▶ **Data for this task**

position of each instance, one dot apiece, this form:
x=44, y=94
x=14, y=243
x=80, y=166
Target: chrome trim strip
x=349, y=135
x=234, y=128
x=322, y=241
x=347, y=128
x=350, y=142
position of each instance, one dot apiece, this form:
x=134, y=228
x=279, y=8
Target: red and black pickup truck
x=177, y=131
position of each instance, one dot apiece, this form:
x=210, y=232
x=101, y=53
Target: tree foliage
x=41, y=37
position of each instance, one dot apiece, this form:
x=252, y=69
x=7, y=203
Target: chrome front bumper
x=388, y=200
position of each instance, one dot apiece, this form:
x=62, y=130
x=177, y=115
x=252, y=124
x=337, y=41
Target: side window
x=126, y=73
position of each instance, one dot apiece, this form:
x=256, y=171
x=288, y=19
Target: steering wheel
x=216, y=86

* * *

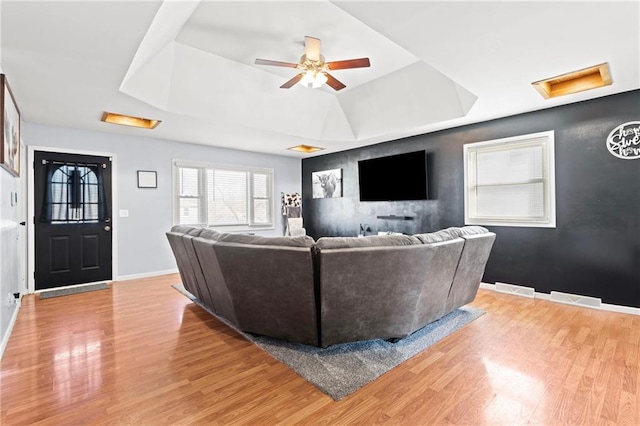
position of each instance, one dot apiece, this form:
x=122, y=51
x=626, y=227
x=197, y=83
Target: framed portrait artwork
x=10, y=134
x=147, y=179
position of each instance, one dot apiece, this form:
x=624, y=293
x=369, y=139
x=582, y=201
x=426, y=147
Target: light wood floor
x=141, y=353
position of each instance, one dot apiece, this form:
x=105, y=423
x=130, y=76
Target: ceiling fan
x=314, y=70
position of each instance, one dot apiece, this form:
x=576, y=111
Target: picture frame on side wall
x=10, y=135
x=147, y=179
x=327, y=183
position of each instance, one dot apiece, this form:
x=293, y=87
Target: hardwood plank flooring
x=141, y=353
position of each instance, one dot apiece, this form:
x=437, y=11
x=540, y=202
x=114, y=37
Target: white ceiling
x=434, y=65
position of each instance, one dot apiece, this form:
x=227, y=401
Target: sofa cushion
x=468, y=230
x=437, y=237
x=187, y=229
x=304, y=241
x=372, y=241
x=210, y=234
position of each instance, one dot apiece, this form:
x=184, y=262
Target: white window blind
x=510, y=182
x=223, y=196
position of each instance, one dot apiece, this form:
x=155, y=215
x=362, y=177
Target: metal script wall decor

▶ **Description of the task**
Pick out every row above that contains the word "window", and copy each of those rows in full.

▶ **Result for this exercise**
Target: side window
Target: white window blind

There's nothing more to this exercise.